Pick out every line in the rows below that contains the word "nose", and copy each one.
#####
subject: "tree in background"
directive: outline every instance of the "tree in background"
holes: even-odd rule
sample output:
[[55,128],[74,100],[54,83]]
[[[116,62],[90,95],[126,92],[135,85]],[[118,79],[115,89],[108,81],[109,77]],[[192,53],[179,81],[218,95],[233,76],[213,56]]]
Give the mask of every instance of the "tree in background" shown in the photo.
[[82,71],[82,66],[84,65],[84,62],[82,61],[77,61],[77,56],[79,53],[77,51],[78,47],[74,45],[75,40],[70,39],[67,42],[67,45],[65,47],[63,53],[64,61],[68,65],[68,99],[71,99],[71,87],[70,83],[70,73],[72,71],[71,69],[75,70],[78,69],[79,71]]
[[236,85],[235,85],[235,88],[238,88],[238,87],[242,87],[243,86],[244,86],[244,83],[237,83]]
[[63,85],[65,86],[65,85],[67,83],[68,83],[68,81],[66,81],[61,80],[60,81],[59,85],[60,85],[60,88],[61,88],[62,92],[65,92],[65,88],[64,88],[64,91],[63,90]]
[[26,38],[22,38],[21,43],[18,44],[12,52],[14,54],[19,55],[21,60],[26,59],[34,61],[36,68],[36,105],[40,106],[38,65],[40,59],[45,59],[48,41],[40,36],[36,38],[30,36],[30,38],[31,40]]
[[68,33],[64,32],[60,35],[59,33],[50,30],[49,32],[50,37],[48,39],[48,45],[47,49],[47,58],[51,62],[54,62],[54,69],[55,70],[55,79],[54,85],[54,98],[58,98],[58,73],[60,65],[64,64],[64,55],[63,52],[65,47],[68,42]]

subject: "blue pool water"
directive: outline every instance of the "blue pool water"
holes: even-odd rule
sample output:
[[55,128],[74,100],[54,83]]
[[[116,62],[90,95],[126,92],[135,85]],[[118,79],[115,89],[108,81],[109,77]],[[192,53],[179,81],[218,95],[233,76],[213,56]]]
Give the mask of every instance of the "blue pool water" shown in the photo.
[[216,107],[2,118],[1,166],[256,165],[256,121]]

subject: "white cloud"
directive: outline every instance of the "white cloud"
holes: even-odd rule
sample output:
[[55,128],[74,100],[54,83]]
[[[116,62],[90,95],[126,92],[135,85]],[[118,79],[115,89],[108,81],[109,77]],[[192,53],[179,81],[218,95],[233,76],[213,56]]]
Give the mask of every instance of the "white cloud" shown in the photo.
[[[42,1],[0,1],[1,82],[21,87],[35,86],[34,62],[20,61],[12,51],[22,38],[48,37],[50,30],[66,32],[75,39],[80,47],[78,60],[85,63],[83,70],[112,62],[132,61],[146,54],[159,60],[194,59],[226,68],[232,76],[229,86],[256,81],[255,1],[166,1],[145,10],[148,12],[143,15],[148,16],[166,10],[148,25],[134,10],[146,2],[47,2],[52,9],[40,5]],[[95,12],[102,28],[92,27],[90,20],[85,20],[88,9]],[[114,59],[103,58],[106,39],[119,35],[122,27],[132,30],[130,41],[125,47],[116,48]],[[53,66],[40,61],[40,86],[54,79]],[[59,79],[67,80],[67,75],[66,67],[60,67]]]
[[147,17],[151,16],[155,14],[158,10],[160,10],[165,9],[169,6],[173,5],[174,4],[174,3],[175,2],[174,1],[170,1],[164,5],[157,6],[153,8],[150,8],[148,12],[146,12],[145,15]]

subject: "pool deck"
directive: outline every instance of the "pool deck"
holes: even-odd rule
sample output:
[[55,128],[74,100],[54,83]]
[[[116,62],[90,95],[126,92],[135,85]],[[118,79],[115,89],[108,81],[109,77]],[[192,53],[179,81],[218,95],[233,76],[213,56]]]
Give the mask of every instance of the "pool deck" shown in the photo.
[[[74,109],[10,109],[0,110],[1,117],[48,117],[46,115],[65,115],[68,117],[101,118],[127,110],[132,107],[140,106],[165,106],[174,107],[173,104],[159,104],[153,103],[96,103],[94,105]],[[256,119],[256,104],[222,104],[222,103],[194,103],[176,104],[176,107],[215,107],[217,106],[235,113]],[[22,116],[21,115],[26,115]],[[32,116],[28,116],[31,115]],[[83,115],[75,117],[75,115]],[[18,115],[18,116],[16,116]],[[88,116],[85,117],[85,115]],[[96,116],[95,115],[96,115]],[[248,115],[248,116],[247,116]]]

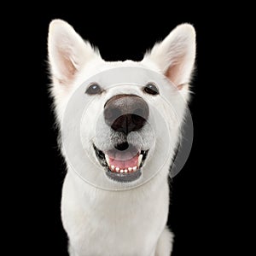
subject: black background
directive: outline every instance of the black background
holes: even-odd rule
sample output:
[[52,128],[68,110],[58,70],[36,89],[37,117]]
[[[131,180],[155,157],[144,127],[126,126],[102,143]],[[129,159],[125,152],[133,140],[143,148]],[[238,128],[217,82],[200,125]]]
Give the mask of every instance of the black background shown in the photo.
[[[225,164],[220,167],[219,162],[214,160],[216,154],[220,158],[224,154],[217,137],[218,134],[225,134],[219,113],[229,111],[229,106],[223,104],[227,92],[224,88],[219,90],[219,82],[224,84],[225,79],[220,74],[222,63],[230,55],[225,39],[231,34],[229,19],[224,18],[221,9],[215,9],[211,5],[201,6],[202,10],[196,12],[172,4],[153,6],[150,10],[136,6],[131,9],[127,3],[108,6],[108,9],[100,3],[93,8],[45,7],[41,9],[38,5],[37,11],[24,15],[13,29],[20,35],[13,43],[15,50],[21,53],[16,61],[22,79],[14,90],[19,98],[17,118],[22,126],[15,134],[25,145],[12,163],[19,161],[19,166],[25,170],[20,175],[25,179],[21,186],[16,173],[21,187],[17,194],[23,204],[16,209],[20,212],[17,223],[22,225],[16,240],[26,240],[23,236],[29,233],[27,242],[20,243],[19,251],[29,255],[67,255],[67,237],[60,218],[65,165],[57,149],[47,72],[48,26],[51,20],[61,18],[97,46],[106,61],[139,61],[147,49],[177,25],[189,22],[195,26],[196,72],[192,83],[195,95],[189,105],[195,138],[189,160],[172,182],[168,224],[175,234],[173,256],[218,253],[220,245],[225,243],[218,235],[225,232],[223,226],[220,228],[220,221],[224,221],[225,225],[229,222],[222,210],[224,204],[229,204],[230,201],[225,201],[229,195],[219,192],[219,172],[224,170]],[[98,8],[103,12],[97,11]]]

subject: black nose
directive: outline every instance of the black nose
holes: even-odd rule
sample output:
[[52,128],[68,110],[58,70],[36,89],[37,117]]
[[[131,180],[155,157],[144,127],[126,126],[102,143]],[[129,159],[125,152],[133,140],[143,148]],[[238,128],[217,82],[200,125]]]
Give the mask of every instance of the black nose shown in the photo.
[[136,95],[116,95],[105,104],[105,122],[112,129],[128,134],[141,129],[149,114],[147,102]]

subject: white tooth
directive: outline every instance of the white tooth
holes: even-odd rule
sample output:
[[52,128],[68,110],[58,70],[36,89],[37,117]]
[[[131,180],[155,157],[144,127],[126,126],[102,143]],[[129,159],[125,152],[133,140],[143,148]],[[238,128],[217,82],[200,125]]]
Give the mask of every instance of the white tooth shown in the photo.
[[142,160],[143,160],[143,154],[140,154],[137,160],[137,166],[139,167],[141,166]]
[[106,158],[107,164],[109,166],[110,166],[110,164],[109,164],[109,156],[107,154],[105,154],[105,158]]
#####
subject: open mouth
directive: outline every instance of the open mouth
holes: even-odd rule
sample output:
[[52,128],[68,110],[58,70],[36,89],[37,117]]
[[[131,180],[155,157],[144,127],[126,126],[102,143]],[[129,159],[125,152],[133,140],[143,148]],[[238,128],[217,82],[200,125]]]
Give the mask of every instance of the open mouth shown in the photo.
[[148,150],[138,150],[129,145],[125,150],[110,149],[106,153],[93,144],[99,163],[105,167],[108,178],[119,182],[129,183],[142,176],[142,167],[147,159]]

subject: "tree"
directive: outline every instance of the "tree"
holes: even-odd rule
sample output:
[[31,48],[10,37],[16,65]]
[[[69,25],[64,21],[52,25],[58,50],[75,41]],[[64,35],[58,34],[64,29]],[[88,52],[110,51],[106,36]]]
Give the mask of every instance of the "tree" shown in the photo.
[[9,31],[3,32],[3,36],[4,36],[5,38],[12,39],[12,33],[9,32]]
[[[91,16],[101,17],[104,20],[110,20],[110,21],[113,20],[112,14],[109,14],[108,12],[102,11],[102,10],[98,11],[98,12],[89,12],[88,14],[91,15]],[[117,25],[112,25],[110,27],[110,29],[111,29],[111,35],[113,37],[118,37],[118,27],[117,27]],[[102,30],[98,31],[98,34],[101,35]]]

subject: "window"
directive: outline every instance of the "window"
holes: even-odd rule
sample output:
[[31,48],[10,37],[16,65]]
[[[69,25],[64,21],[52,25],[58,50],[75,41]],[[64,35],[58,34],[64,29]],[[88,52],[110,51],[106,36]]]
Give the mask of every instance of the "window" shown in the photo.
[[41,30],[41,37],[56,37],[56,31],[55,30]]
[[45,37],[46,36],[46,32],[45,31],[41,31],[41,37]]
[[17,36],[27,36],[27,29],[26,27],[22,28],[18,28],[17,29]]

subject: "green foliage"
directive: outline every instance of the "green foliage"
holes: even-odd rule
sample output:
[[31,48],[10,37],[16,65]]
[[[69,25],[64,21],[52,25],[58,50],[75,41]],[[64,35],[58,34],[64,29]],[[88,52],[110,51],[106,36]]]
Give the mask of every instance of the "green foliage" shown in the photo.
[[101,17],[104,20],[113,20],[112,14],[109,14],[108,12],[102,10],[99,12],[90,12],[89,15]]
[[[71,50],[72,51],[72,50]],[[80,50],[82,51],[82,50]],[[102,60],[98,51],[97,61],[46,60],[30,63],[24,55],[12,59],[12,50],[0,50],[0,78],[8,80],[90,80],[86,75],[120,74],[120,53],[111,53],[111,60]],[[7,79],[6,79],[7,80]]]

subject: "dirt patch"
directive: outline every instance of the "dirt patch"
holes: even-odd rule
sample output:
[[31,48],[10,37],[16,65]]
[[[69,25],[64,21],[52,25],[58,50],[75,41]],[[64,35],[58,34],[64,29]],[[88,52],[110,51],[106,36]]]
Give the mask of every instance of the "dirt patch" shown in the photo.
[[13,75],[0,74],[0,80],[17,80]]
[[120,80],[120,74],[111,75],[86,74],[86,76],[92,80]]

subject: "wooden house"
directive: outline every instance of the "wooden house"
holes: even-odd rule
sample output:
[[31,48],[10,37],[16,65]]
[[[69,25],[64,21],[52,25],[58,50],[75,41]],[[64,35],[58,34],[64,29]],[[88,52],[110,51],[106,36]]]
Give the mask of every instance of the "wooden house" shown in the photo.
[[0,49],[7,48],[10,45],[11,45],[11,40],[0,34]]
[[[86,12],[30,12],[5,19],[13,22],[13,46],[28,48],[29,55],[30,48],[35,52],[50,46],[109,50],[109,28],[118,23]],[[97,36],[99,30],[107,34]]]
#####
▸ **TASK OUTPUT**:
subject: black nose
directive: outline every instance of the black nose
Give the mask of every instance of the black nose shown in the photo.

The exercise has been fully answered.